— BEGIN PASSAGE TO READ —

BOSTON - The Orioles left the bases loaded in the first inning last night and came up empty after working Red Sox starter Drew Pomeranz for 34 pitches. They had two runners in scoring position in the first inning tonight and again couldn’t put a run on the board.
If the lack of clutch hitting wasn’t enough of an irritant, the Orioles allowed three straight two-out singles tonight in the bottom of the first, botched a rundown and fell behind by two runs.
This is how a losing streak can stretch to three games, which would have been the longest of the season, and how a team can lose more ground in the division race. But the Orioles loaded the bases with no outs in the fourth, teed off on Kyle Kendrick and gained a split of the series.
The only ejection was the ball that Manny Machado removed from Fenway Park.
The Orioles scored five runs in the fourth, the last three on Machado’s third homer of the series, Seth Smith reached base five times and the Orioles defeated the Red Sox 8-3.
Every Orioles starter had a hit, with Caleb Joseph finally joining the party in the seventh inning. Smith went 4-for-4 with a walk to tie his career high in hits and raise his average from .222 to .286.

— END PASSAGE TO READ —
— BEGIN PROVIDED MATERIAL —

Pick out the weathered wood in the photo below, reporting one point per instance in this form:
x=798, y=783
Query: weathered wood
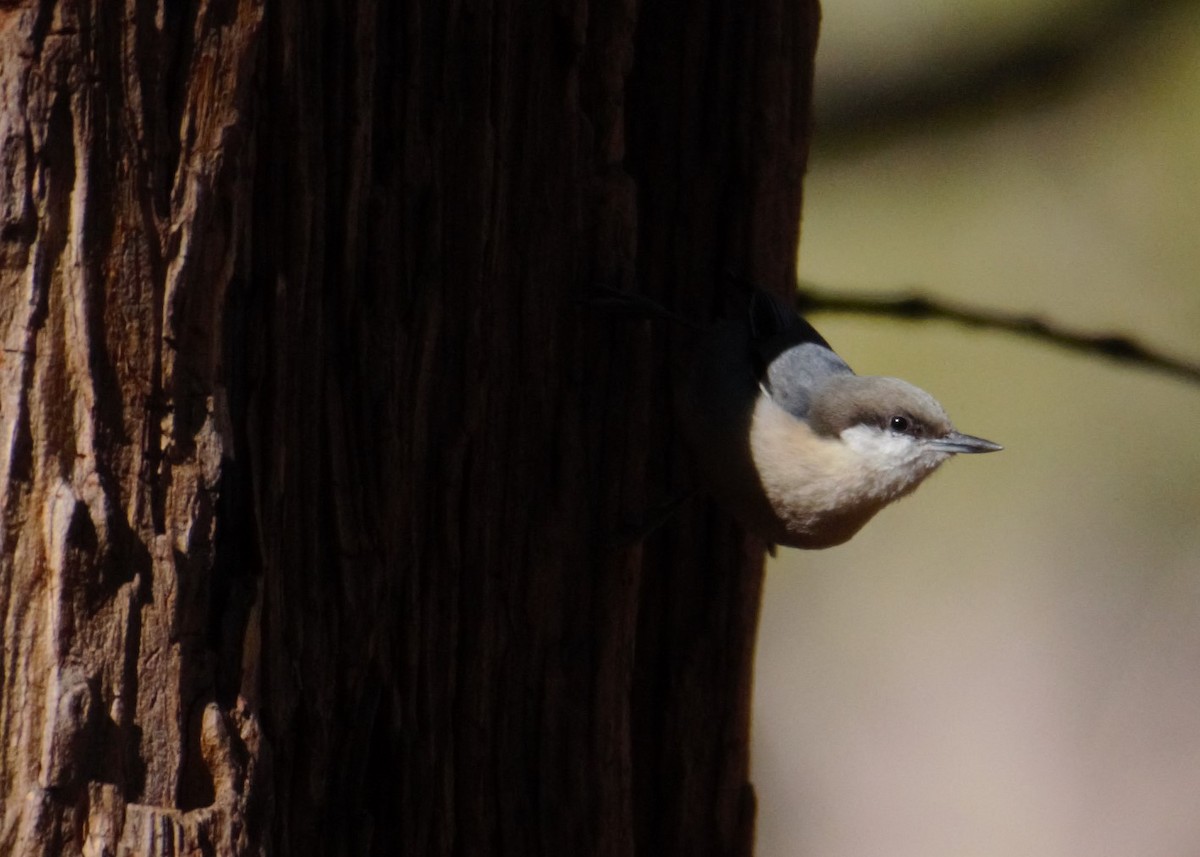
x=312, y=451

— END PROVIDED MATERIAL —

▶ _SHORT TASK A_
Based on the Orioles–Red Sox game recap, say yes or no to each statement and quote the words that decide it: (i) The Orioles beat the Red Sox 8-3. (ii) Machado's home run in the fourth was his second of the series. (iii) Smith's batting average rose to .286.
▶ _SHORT TASK B_
Carry the Orioles–Red Sox game recap forward from its last sentence.

▶ _FINAL RESULT A_
(i) Yes: "the Orioles defeated the Red Sox 8-3"
(ii) No: "the last three on Machado’s third homer of the series"
(iii) Yes: "raise his average from .222 to .286"

▶ _FINAL RESULT B_
Brad Brach retired the side in order in the eighth inning and Zach Britton stranded a runner in the ninth in his second appearance since coming off the disabled list.
The Orioles went 3-4 on the road trip and are 17-10 as they head home. They’re a half-game behind the Yankees in the American League East.
Smith went 3-for-3 with two RBIs against Kendrick, making his first major league start since October 2015. Smith is 15-for-26 lifetime against Kendrick after his two-run double in the fourth inning tied the game 3-3.
Adam Jones struck out looking, but Machado cleared the Green Monster and enjoyed another trip around the bases with the sounds of booing in his mix tape.
The Orioles scored twice in the fifth to increase their lead to 8-3. J.J. Hardy had an RBI single, his fourth hit in the last three games, and Jones delivered a run on an infield hit, the ball striking third base and taking a high bounce.
Smith walked before Jones came to the plate, the fourth time he reached base in five innings. He’s embracing the role of leadoff hitter.
Tyler Wilson gave the Orioles a quality start in an emergency, allowing three runs and six hits over six innings with no walks, one strikeout a balk.. He served up Dustin Pedoria’s first home run of the season leading off the bottom of the third, a curveball disappearing into the night, but he retired the next 11 batters and 12 of the last 13 before Donnie Hart replaced him.
Manager Buck Showalter kept Wilson in the game for 84 pitches and will praise him to the media in a few minutes.
The Red Sox loaded the bases with two outs in the seventh on two infield hits and a walk. Andrew Benintendi sent a Mychal Givens pitch to the right field track, where defensive replacement Joey Rickard made a sprawling catch while falling backward and barely holding onto the ball. Givens waited for him in front of the dugout. The steak dinner comes later.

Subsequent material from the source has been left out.